### [과제 목표]
아래 자료의 모든 줄을 마크다운 표로 바꿔 쓰세요. 열 이름은 "번호"와 "내용"으로 하고, 빈 줄은 표에 넣지 마세요.
%%
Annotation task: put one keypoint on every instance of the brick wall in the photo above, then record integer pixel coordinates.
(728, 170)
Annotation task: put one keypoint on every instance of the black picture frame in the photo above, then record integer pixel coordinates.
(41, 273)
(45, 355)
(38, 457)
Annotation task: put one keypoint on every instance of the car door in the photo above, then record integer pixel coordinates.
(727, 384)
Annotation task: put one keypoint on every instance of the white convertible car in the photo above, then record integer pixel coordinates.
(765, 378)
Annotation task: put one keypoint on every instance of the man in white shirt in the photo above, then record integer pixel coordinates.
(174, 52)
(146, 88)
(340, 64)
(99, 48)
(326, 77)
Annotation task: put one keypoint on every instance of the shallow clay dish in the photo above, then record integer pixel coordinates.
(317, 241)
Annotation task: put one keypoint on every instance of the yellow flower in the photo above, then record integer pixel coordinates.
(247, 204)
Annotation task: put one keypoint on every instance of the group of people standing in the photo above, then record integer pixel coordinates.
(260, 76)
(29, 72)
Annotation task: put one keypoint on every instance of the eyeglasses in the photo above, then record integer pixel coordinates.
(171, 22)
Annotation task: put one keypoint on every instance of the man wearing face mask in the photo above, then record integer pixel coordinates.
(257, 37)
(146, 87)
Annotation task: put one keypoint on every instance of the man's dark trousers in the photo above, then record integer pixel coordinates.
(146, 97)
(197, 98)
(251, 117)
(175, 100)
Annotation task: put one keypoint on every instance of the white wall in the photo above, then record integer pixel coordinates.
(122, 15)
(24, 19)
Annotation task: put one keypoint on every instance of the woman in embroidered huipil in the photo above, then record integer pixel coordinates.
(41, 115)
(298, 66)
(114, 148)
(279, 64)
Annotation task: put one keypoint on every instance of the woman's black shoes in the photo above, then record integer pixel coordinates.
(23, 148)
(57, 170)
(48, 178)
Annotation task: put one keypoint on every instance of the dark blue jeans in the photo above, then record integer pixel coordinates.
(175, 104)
%%
### [작성 답변]
| 번호 | 내용 |
|---|---|
| 1 | Annotation task: put one keypoint on every instance of the brick wall in the photo above, then record integer pixel coordinates. |
| 2 | (728, 170) |
| 3 | Annotation task: put one keypoint on every instance of the black picture frame in the photo above, then record integer pixel coordinates. |
| 4 | (41, 273) |
| 5 | (45, 355) |
| 6 | (38, 457) |
| 7 | Annotation task: put one keypoint on every instance of the car door in the photo above, then record integer pixel coordinates. |
| 8 | (727, 384) |
| 9 | Annotation task: put one keypoint on every instance of the white convertible car in the photo above, then record integer pixel coordinates. |
| 10 | (765, 378) |
| 11 | Annotation task: put one keypoint on every instance of the man in white shirt in the photo above, then record integer pixel coordinates. |
| 12 | (174, 52) |
| 13 | (146, 88) |
| 14 | (340, 64) |
| 15 | (99, 48) |
| 16 | (326, 77) |
| 17 | Annotation task: put one keypoint on every instance of the shallow clay dish in the photo above, then record integer pixel coordinates. |
| 18 | (317, 241) |
| 19 | Annotation task: put one keypoint on every instance of the yellow flower in the photo above, then record integer pixel coordinates. |
| 20 | (247, 204) |
| 21 | Annotation task: put one keypoint on every instance of the group of people standing in the photo above, then record integer pixel coordinates. |
| 22 | (260, 76) |
| 23 | (29, 72) |
| 24 | Annotation task: put one keypoint on every instance of the eyeglasses in the photo above, then record integer pixel coordinates. |
| 25 | (171, 22) |
| 26 | Annotation task: put one keypoint on every instance of the man wearing face mask in the photo above, then record integer pixel coordinates. |
| 27 | (257, 37) |
| 28 | (146, 87) |
| 29 | Annotation task: put one keypoint on every instance of the man's dark trousers in the photo above, then record integer pixel coordinates. |
| 30 | (146, 97) |
| 31 | (197, 98) |
| 32 | (251, 117) |
| 33 | (175, 100) |
| 34 | Annotation task: put one keypoint on every instance of the white wall in the photo above, then record integer pixel coordinates. |
| 35 | (122, 15) |
| 36 | (24, 19) |
| 37 | Annotation task: put one keypoint on every instance of the woman in embroidered huipil in the photo above, then record integer pixel coordinates. |
| 38 | (41, 115) |
| 39 | (298, 66) |
| 40 | (114, 148) |
| 41 | (279, 64) |
| 42 | Annotation task: put one keypoint on every instance of the woman's black shoes in the photo above, then record integer pixel coordinates. |
| 43 | (23, 148) |
| 44 | (57, 170) |
| 45 | (48, 178) |
| 46 | Annotation task: put one keypoint on every instance of the dark blue jeans in the photo above, then record integer pixel coordinates. |
| 47 | (175, 104) |